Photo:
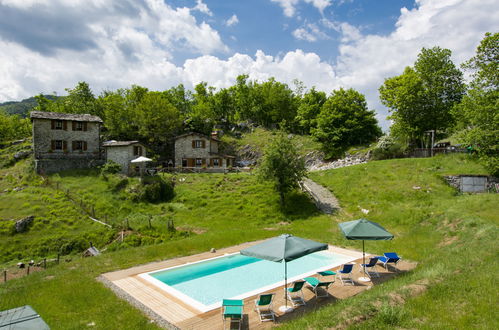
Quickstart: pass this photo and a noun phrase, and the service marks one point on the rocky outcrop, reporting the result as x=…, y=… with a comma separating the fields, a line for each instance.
x=347, y=161
x=23, y=224
x=323, y=198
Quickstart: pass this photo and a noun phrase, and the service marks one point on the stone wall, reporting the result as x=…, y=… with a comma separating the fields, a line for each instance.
x=184, y=149
x=47, y=166
x=123, y=155
x=43, y=134
x=51, y=161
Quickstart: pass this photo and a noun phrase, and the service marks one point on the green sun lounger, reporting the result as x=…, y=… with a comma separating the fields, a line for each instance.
x=295, y=294
x=232, y=309
x=317, y=285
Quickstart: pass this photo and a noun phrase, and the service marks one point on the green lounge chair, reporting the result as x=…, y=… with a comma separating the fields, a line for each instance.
x=233, y=309
x=345, y=274
x=263, y=306
x=316, y=285
x=297, y=299
x=327, y=273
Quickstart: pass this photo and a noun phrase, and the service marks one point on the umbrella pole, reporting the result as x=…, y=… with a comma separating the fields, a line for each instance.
x=363, y=257
x=285, y=284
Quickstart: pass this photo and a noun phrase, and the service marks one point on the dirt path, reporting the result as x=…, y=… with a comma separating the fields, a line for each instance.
x=324, y=199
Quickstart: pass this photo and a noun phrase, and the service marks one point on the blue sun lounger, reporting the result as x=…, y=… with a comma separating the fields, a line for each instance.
x=232, y=309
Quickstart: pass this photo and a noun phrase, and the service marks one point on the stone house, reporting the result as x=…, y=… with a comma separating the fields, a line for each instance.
x=122, y=152
x=63, y=141
x=199, y=150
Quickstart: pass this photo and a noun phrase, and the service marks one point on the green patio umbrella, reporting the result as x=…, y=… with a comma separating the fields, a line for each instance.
x=285, y=248
x=363, y=229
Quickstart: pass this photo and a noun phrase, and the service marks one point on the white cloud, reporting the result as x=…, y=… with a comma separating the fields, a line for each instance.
x=134, y=44
x=306, y=67
x=320, y=4
x=202, y=7
x=309, y=32
x=233, y=20
x=289, y=6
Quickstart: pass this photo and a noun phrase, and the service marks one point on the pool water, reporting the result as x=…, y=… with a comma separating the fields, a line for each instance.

□ □ □

» EJERCICIO ESCRITO
Reescala las líneas que empiezan en la que contiene "on the umbrella" y terminan en la que contiene "x=285, y=284", ambas incluidas. Escríbelas todas de nuevo, con el texto del ítem, multiplicando por 1,6 cada coordenada de las respuestas y redondeando a enteros, con las mitades hacia arriba. No incluyas ninguna otra línea.

» SOLUCIÓN A CONTINUACIÓN
Quickstart: pass this photo and a noun phrase, and the service marks one point on the umbrella pole, reporting the result as x=…, y=… with a comma separating the fields, a line for each instance.
x=581, y=411
x=456, y=454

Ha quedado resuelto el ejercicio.